# [STUDY TEXT]
============

Controlling costs and adding services on routes with growing demand were behind the reasons to TS Lines’ 170% year-on-year increase in profits, according to the intra-Asia carrier’s chairman Chen Te-sheng.
The Taiwanese operator has reported profits of TW$650 million (US$21.49 million), achieved by responding to challenging conditions, caused by Covid-19, that the company withdrew from the US trades and concentrated on operating intra-Asian and Asia-Australia routes. Chen said the company further reduced costs by redelivering chartered vessels that were deployed on withdrawn services.
The leased fleet increased the flexibility of the company’s operations. While owning a certain percentage of newly-built own ships, with high fuel efficiency, allows the company to reduce costs further.
Chen said that there is a silver lining in the pandemic, as oil prices collapsed to an 18-year low, resulting in low-sulphur fuel oil becoming cheaper. This meant compliance with the International Maritime Organization’s emissions cap was more affordable.
“Oil prices fell sharply in March. As the fuel surcharge was calculated based on the oil price of the previous quarter, when our actual bunker costs fell, the company's profit increased,” explained Chen.

============

# [DATA SHOWN]

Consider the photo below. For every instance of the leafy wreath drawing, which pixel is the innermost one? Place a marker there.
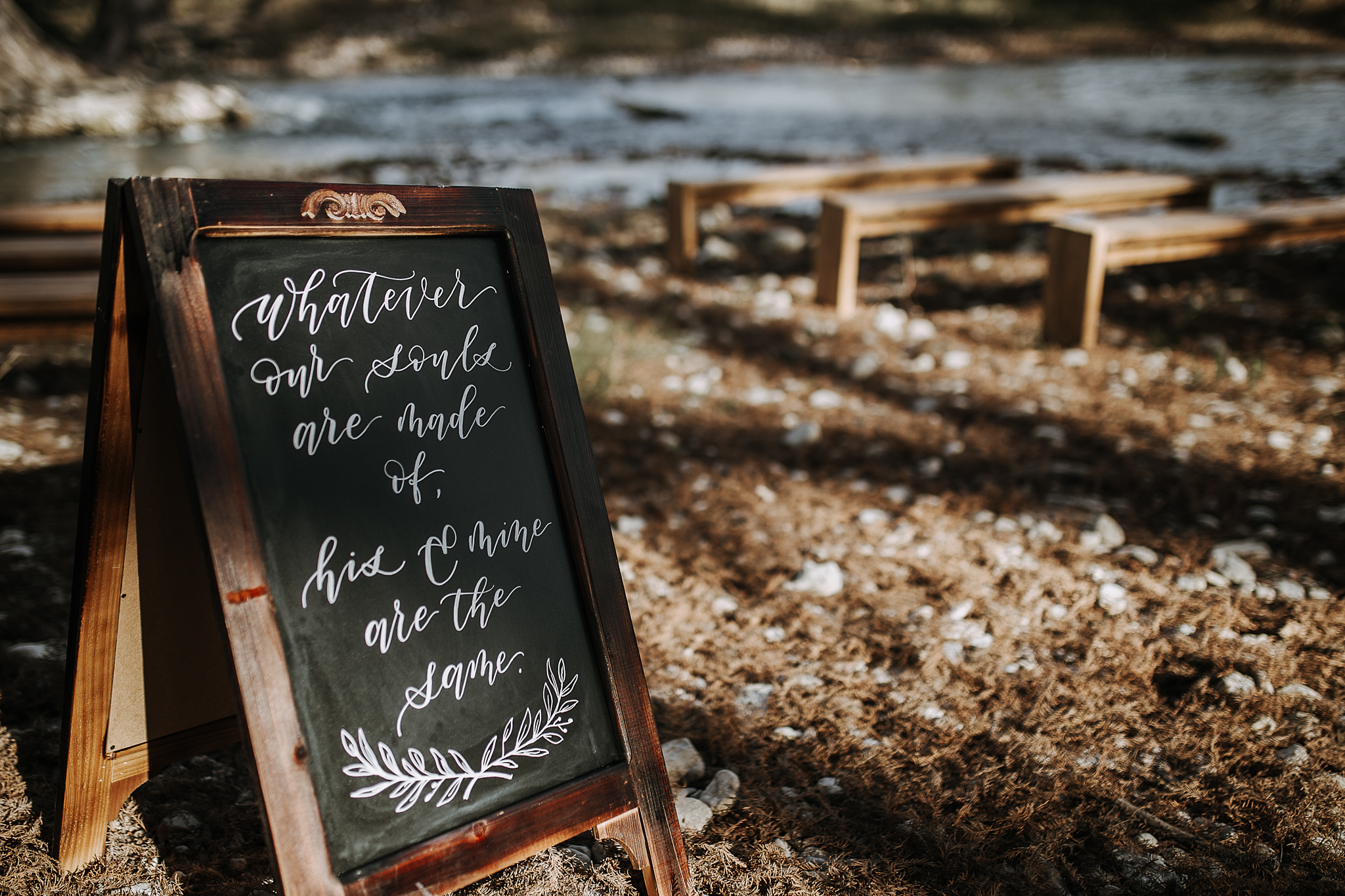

============

# [QUESTIONS]
1 - Decide whether each statement agrees with the TS Lines text, answering yes or no and quoting the words from the text that settle it: (a) TS Lines pulled out of US trades. (b) Oil prices dropped to a 10-year low. (c) The fuel surcharge was based on the current quarter's oil price.
2 - Carry on the TS Lines text after its last sentence.
The material has nothing to do with the TS Lines text.

# [RESPONSES TO THE EXERCISE]
1 -
(a) Yes: "the company withdrew from the US trades"
(b) No: "oil prices collapsed to an 18-year low"
(c) No: "the fuel surcharge was calculated based on the oil price of the previous quarter"

2 -
Cargoes to and from India and the Philippines declined, during the Q2, but TS Lines added services to Thailand and Vietnam, where cargo demand remained strong. Consequently, the carrier’s operating profit for Q2 2020 is forecast to be TW$700 million (US$23.63 million).
Chen said, “We’ll continue to acquire vessels and commission newbuildings. Three years ago, we aimed to own five vessels. At the time, we operated 36 vessels. Today, we’re operating 46 ships, including 12 owned vessels. Another three are under construction. Today’s newbuildings are fuel-efficient, but it takes two years for a vessel to be built. If there are suitable pre-owned ships in the market, we’ll consider second-hand purchases.”